--- Input material ---

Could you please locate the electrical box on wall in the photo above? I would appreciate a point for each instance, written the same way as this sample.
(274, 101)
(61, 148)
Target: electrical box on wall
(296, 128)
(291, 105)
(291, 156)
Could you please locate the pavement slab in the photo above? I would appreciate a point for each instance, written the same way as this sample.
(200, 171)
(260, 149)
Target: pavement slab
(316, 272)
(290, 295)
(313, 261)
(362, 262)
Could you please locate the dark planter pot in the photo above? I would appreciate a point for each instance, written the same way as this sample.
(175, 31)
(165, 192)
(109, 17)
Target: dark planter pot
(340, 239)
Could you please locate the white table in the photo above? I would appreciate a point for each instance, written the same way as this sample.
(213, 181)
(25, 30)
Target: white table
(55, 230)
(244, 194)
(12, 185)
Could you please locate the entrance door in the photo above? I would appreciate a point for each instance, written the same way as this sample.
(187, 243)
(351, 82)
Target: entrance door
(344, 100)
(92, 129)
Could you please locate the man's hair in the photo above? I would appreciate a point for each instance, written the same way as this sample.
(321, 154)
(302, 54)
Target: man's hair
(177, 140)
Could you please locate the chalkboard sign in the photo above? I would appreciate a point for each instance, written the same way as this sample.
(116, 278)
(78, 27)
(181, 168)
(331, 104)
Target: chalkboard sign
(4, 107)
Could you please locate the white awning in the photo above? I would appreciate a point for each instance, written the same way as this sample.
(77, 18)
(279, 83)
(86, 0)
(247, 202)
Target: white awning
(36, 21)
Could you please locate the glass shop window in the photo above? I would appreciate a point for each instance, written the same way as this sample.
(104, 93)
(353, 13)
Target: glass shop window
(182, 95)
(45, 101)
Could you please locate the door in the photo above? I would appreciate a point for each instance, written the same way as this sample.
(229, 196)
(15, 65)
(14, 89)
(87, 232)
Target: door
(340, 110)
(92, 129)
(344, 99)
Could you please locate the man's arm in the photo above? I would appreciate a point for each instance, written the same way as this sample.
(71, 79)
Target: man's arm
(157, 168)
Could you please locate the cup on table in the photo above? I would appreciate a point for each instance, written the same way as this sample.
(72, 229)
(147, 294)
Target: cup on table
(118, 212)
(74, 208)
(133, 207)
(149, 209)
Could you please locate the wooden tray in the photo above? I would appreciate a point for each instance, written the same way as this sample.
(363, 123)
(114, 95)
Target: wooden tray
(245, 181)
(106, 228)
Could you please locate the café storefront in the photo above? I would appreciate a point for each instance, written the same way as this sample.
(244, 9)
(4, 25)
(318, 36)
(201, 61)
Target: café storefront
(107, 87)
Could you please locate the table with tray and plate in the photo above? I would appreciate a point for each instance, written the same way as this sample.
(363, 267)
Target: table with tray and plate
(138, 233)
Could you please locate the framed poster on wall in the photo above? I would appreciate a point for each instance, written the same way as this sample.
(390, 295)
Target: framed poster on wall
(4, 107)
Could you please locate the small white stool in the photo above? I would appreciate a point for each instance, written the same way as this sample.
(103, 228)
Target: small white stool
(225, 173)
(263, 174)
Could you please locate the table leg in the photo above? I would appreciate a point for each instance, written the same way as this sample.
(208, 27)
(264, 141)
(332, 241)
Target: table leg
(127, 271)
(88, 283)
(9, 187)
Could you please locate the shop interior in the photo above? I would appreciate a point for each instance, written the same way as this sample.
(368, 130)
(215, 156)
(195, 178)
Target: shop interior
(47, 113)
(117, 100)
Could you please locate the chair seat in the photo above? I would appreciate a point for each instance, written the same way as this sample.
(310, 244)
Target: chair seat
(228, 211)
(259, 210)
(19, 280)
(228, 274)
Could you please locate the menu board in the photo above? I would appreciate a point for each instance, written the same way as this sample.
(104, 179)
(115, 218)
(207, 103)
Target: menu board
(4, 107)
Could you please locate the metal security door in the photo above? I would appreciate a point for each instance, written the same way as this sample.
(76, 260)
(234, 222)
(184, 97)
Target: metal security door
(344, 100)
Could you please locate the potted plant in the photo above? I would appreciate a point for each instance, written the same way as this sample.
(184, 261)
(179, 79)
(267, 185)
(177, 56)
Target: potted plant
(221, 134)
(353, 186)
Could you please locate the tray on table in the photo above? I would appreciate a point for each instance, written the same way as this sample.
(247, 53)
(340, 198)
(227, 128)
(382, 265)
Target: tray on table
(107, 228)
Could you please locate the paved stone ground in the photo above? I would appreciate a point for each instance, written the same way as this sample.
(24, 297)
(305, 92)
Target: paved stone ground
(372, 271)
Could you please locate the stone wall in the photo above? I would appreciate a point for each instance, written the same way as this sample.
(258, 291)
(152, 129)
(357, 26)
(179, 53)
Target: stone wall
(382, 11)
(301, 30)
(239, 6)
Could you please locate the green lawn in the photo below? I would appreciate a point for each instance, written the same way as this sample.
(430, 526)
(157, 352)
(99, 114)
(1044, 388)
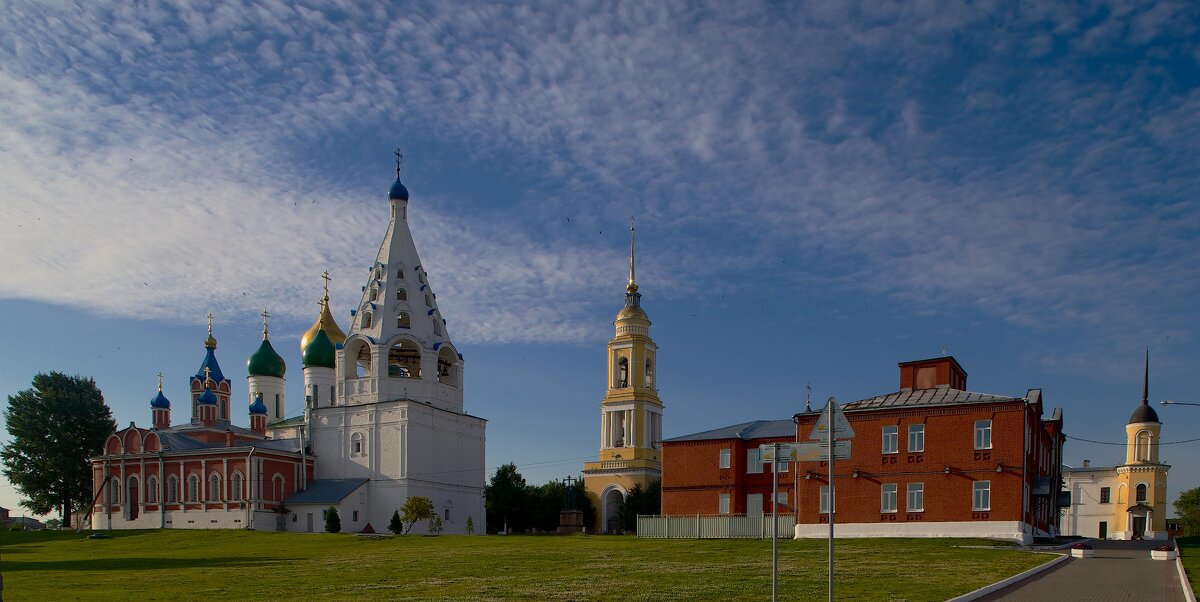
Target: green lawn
(244, 565)
(1189, 551)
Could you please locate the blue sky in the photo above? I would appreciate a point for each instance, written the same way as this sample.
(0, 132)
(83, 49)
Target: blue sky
(822, 190)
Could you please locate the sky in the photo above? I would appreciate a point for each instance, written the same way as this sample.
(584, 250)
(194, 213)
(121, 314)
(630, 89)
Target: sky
(822, 190)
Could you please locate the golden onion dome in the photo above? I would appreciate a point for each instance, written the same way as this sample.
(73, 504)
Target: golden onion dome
(335, 333)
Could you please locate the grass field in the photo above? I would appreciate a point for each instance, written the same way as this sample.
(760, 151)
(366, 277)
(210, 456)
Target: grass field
(245, 565)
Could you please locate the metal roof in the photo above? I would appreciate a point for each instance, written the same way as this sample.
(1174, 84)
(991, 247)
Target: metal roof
(745, 431)
(325, 491)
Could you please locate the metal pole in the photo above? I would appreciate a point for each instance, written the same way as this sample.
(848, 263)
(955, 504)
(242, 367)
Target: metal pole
(774, 525)
(832, 499)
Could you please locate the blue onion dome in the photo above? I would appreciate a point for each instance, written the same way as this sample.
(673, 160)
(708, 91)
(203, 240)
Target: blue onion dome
(321, 351)
(265, 362)
(208, 396)
(160, 402)
(1144, 414)
(258, 407)
(399, 192)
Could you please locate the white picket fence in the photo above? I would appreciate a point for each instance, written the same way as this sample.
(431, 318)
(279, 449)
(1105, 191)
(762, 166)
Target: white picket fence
(719, 527)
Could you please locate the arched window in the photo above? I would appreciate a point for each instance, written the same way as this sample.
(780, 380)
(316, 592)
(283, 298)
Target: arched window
(405, 360)
(1141, 446)
(214, 487)
(235, 487)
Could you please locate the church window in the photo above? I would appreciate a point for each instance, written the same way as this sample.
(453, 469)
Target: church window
(235, 487)
(1143, 446)
(405, 360)
(214, 487)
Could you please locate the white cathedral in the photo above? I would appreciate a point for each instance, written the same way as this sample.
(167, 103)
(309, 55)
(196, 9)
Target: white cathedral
(383, 421)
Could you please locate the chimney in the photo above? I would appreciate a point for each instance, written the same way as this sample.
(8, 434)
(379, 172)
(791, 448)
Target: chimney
(933, 373)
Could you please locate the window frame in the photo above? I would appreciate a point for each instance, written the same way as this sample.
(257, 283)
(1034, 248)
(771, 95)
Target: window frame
(916, 433)
(981, 497)
(983, 431)
(918, 491)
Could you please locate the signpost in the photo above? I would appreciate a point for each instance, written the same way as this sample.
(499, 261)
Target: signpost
(823, 447)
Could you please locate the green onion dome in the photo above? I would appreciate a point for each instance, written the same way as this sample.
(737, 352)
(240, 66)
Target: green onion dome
(265, 362)
(321, 351)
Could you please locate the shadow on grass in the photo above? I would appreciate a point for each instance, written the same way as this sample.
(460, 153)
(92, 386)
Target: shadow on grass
(137, 564)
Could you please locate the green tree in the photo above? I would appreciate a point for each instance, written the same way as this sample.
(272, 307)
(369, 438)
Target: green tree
(333, 522)
(418, 507)
(505, 499)
(1188, 509)
(396, 525)
(647, 500)
(54, 427)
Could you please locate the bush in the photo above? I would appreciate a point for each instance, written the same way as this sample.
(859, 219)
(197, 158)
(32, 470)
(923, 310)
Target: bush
(333, 522)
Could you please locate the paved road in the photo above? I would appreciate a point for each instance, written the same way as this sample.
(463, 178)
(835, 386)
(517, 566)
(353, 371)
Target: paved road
(1120, 570)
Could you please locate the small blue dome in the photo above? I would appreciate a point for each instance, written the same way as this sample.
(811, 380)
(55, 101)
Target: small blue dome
(208, 397)
(399, 192)
(258, 407)
(160, 402)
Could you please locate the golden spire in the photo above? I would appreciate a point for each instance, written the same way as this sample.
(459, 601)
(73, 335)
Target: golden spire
(324, 320)
(210, 341)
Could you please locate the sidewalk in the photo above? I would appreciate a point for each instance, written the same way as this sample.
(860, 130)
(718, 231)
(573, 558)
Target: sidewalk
(1120, 570)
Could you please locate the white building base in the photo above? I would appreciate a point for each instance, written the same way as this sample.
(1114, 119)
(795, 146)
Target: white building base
(1011, 530)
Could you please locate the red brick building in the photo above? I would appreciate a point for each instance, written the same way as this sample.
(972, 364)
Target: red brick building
(930, 459)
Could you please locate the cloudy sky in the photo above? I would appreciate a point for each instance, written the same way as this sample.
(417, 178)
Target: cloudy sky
(822, 191)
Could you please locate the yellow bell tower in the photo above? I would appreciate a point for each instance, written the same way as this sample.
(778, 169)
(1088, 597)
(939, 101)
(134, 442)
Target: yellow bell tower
(630, 414)
(1141, 480)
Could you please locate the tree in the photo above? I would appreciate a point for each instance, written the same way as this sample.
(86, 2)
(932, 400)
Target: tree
(641, 500)
(504, 499)
(333, 522)
(54, 428)
(1187, 506)
(418, 507)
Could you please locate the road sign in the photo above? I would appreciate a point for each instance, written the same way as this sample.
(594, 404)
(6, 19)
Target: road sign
(840, 425)
(808, 451)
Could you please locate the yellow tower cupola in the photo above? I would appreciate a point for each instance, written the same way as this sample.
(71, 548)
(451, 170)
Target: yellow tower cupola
(630, 413)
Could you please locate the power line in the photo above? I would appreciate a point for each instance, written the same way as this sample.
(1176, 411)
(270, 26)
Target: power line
(1125, 444)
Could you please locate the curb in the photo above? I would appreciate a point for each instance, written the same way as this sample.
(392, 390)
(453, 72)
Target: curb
(1191, 596)
(1001, 584)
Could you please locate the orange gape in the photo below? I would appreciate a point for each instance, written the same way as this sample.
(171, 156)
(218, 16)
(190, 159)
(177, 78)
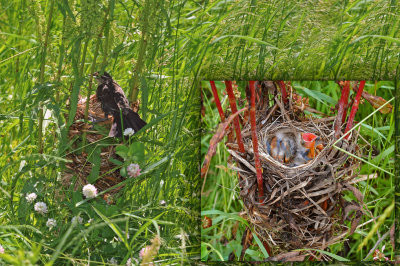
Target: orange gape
(293, 148)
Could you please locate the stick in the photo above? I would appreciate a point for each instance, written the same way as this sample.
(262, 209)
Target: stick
(354, 108)
(232, 102)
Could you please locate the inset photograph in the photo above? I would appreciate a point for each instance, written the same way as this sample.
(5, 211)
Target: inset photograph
(297, 171)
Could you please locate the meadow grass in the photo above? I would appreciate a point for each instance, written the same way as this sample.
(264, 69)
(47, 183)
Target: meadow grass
(48, 51)
(220, 193)
(158, 52)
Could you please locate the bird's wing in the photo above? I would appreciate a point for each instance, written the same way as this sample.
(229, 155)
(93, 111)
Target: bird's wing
(119, 98)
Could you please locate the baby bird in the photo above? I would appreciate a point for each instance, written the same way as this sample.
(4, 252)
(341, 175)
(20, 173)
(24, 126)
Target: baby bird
(293, 148)
(308, 146)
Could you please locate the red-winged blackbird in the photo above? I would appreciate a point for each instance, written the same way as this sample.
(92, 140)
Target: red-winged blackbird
(114, 102)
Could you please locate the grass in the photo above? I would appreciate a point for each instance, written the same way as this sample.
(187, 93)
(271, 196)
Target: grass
(48, 51)
(220, 194)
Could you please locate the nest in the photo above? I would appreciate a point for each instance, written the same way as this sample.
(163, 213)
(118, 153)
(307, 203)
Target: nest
(303, 205)
(80, 168)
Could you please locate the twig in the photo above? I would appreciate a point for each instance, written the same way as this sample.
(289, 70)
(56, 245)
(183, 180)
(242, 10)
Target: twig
(377, 244)
(283, 91)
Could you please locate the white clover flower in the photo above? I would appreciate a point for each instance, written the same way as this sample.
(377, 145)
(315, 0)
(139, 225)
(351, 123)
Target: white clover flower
(89, 191)
(133, 170)
(77, 219)
(51, 223)
(129, 132)
(144, 252)
(113, 261)
(40, 207)
(31, 197)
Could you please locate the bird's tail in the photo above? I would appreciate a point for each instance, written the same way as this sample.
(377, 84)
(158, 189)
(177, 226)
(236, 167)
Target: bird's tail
(130, 119)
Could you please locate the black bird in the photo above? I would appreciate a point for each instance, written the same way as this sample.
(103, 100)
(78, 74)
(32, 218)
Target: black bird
(114, 102)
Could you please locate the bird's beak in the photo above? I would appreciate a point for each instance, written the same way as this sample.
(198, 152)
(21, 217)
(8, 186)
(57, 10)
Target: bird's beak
(309, 143)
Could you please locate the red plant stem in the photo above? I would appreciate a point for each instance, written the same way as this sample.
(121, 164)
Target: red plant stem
(342, 108)
(232, 102)
(354, 108)
(283, 90)
(217, 101)
(255, 141)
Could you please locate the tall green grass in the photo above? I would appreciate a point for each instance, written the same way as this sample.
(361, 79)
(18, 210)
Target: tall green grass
(220, 194)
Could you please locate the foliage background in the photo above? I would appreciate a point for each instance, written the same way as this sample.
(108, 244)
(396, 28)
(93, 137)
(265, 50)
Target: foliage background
(220, 193)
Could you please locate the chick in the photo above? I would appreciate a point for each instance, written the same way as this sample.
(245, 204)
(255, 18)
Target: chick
(293, 148)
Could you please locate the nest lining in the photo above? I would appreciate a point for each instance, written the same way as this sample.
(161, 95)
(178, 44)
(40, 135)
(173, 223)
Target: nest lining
(303, 205)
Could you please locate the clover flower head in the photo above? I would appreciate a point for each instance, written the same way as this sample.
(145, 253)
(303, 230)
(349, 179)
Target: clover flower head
(31, 197)
(89, 191)
(133, 170)
(40, 207)
(51, 223)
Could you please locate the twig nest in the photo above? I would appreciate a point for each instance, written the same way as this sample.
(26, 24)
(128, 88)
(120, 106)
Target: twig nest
(80, 169)
(303, 204)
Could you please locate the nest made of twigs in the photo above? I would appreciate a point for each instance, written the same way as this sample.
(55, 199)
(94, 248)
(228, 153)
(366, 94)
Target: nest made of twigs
(303, 205)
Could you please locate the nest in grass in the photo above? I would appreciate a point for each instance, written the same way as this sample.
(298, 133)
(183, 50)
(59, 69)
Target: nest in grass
(80, 167)
(303, 205)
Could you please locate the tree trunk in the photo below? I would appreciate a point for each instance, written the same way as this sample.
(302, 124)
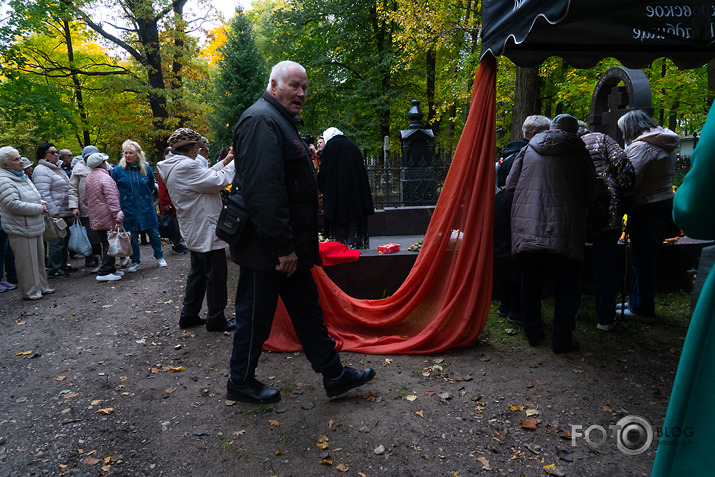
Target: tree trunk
(526, 99)
(86, 140)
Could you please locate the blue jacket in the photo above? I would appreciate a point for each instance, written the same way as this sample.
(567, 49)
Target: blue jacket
(135, 197)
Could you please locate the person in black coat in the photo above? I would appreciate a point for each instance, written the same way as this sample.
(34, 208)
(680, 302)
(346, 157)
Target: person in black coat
(279, 245)
(347, 197)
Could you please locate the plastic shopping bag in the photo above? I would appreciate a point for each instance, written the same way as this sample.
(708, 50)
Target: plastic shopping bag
(79, 242)
(120, 244)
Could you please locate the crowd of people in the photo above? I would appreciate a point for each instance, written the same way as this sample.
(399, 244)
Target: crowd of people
(85, 189)
(563, 186)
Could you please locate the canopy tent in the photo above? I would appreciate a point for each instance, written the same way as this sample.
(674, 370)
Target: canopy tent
(444, 302)
(583, 32)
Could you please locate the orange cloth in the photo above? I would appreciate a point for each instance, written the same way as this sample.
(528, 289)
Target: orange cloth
(444, 302)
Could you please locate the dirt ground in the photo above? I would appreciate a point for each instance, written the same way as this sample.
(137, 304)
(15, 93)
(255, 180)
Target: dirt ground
(99, 380)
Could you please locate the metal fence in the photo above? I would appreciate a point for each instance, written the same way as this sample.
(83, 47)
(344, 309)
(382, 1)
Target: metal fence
(394, 185)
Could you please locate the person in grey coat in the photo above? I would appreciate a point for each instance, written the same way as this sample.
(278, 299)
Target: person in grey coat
(552, 182)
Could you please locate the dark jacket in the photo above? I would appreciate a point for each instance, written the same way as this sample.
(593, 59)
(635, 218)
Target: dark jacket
(276, 177)
(613, 166)
(552, 182)
(343, 181)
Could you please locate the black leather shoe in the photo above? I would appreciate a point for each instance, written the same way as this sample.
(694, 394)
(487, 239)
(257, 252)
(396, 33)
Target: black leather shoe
(191, 322)
(252, 391)
(220, 325)
(348, 379)
(566, 347)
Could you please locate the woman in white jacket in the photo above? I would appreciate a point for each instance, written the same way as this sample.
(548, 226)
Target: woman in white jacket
(22, 211)
(53, 185)
(194, 192)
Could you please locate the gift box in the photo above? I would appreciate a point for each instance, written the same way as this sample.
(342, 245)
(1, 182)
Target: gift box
(388, 248)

---

In the material above, find every line that has the string "below" and pull those lines out.

Task answer =>
Could you please locate the green lawn in the photo below? I would appreciate a point for each instance, written the same way as this sample.
Could you please locate the orange gape in the photo below? I would appreciate a point for each instance, written the same way as this sample.
Could you please locate the tree trunk in the photo below? I would appreciate a point for each instance, written the same way as this sample.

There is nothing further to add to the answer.